The output should be every line below that includes the word "ripple".
++++ INPUT RECORDS ++++
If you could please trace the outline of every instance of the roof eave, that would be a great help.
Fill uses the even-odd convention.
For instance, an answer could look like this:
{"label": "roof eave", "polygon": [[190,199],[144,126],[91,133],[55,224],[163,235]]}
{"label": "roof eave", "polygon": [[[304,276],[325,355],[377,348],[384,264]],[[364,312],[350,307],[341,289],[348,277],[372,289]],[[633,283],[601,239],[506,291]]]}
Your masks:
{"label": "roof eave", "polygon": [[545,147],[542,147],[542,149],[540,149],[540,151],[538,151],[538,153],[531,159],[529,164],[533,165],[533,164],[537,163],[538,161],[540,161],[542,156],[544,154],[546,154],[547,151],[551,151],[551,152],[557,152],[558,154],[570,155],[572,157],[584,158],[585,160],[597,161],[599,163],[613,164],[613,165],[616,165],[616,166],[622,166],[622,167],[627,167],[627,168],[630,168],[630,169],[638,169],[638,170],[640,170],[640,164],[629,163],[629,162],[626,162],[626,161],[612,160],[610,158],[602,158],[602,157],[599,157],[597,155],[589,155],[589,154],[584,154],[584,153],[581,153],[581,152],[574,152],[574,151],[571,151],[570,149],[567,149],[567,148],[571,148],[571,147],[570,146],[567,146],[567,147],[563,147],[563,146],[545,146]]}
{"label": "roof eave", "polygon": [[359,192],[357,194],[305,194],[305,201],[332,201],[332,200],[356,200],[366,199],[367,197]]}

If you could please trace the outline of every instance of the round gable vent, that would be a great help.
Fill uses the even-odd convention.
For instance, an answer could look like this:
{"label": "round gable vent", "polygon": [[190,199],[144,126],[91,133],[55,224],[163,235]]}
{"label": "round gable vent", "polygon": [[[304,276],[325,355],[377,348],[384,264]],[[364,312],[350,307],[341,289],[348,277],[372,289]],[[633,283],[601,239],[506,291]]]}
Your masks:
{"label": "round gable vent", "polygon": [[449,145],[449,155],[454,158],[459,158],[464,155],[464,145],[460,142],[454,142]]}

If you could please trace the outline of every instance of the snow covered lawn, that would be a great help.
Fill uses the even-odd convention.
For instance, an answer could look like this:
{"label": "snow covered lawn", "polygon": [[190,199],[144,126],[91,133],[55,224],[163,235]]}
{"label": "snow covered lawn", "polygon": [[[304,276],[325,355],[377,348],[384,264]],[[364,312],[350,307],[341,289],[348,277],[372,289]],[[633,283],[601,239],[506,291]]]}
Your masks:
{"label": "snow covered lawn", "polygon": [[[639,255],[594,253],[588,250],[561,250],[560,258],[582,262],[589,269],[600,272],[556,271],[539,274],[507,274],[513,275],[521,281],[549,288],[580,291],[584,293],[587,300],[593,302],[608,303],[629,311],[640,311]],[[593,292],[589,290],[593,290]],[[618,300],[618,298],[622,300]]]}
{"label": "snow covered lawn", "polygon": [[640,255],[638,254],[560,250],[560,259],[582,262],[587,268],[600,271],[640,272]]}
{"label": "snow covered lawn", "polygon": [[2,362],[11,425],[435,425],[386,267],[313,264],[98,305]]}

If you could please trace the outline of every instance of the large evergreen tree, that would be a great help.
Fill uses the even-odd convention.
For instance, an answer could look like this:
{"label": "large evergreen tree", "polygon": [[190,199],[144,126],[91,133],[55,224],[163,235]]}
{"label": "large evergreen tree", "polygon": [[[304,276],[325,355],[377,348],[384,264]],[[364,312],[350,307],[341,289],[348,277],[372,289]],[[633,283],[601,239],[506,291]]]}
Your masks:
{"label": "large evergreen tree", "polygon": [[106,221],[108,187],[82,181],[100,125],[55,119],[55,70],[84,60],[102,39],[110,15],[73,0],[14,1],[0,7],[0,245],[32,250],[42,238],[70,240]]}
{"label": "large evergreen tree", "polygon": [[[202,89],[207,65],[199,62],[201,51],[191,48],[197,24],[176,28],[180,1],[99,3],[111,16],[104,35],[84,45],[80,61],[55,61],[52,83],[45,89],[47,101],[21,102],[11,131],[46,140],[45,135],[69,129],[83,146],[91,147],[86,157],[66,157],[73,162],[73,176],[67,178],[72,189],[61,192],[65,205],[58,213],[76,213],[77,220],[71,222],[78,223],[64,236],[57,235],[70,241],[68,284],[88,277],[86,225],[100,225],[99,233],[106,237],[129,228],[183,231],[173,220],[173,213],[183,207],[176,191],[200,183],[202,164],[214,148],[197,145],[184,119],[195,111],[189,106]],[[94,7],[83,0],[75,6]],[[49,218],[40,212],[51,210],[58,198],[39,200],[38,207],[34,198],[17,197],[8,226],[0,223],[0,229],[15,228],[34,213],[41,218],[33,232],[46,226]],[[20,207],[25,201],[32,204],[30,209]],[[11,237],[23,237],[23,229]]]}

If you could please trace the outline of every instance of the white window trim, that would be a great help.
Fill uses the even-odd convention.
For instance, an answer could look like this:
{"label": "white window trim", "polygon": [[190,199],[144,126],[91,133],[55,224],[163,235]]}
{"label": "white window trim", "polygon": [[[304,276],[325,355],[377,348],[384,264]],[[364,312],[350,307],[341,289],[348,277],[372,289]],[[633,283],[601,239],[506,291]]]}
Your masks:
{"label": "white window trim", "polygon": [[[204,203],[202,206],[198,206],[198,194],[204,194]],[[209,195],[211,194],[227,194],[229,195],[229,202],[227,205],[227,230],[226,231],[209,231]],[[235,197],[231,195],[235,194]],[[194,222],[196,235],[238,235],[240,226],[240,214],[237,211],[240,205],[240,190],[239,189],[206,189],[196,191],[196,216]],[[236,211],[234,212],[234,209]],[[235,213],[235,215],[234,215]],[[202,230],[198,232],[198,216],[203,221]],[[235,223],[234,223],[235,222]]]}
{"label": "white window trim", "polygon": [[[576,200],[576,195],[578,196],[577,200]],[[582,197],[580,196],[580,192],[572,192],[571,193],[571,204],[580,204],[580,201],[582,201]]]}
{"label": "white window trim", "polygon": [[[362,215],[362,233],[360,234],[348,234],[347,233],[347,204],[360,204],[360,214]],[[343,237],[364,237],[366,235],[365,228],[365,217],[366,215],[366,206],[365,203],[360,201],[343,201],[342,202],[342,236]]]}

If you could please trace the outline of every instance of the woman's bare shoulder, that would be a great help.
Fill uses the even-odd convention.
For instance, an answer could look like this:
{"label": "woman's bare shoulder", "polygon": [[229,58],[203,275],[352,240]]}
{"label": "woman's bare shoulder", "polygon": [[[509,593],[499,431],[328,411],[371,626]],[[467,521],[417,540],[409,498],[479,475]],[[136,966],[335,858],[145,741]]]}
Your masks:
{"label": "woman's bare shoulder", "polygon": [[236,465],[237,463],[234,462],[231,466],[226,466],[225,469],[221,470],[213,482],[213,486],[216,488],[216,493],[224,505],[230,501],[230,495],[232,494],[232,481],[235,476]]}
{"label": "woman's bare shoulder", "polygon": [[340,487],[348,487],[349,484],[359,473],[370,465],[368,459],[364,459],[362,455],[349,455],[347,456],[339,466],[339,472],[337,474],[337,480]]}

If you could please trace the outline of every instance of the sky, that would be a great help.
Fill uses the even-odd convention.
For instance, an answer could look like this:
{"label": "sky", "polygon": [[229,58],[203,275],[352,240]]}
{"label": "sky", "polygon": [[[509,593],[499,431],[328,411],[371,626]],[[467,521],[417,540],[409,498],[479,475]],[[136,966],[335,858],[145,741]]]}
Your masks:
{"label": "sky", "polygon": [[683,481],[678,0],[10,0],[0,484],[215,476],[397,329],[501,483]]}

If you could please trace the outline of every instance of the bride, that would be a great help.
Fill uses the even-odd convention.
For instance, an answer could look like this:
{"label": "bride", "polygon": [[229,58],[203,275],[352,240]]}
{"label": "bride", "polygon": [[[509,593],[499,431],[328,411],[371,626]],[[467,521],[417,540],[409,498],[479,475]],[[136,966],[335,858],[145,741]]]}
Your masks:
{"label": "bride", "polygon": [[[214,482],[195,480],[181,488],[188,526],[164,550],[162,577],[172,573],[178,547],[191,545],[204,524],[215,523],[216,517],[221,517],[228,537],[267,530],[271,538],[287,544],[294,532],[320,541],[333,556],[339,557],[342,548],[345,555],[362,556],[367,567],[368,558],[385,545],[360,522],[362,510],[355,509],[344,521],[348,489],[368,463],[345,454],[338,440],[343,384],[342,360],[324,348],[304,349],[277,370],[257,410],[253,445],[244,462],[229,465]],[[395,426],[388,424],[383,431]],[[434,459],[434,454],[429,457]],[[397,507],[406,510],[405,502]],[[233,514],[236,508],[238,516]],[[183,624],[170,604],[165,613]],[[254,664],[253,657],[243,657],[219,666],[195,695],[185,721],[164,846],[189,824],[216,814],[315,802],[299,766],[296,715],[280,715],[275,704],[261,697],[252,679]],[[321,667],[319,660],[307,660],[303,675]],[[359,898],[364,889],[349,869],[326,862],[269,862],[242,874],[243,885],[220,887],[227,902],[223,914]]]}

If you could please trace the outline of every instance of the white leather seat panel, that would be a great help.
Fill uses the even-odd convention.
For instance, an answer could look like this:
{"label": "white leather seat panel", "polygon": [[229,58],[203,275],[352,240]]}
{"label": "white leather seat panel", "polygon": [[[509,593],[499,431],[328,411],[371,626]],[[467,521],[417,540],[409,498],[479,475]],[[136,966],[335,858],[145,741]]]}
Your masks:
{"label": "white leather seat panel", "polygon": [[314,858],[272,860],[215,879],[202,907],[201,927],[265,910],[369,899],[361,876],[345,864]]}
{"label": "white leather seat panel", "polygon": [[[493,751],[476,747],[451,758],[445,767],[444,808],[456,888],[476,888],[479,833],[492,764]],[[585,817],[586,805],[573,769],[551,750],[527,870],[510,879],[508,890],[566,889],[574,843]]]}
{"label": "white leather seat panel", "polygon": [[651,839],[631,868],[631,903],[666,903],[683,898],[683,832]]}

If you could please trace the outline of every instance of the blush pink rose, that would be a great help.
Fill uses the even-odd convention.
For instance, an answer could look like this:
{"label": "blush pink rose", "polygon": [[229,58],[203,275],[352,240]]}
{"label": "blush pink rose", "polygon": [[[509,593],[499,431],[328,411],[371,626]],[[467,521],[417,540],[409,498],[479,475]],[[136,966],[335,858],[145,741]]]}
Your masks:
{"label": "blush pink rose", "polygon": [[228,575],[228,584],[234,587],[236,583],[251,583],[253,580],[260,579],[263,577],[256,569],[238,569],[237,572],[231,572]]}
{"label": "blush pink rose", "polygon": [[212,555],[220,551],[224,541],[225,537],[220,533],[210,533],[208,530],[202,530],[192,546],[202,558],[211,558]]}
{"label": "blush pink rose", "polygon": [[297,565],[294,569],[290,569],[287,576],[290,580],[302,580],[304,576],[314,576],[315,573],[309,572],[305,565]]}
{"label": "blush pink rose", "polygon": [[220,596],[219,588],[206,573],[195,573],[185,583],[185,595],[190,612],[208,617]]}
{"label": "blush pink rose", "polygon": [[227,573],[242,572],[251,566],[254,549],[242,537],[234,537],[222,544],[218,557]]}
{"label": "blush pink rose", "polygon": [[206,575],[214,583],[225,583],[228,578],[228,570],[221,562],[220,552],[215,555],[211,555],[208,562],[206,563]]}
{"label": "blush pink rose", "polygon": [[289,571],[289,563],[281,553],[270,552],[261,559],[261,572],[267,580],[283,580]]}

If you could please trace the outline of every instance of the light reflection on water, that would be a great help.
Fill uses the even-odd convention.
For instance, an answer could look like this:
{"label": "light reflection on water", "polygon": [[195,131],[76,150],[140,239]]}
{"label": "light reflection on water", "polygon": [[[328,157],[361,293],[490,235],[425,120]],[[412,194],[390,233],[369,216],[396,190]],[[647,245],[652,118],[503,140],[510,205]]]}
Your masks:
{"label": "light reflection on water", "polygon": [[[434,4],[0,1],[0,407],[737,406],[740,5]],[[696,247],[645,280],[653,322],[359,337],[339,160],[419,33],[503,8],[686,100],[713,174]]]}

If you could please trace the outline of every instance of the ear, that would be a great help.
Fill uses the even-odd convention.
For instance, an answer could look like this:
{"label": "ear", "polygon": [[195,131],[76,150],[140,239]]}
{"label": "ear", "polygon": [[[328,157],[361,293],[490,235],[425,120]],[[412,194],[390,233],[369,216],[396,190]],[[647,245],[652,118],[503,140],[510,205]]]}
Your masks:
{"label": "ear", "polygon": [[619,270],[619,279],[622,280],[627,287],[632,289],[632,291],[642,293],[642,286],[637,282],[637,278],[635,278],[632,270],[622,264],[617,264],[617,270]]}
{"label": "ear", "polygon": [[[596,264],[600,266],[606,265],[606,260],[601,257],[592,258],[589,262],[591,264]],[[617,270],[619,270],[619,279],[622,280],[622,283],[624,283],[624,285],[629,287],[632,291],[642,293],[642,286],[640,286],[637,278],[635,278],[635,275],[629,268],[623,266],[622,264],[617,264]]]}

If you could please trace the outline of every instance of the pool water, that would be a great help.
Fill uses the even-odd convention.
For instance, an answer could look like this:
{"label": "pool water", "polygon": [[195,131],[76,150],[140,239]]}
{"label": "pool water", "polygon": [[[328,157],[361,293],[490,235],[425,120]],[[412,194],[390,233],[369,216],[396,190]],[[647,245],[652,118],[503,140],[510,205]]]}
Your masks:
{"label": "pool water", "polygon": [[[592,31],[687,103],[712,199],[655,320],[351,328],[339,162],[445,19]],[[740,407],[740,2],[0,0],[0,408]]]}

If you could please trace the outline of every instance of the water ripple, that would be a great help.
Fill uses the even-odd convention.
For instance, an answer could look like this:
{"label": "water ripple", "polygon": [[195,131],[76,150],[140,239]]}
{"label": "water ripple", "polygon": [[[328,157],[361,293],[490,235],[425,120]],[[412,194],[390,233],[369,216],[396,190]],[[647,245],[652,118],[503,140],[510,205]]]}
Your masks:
++++
● RESULT BELOW
If you could please trace the outline of every instance of the water ripple, that would be a great help.
{"label": "water ripple", "polygon": [[195,131],[76,150],[140,239]]}
{"label": "water ripple", "polygon": [[[328,157],[361,293],[490,235],[425,120]],[[412,194],[390,233],[369,216],[396,190]],[[647,245],[652,118],[503,140],[510,205]]]}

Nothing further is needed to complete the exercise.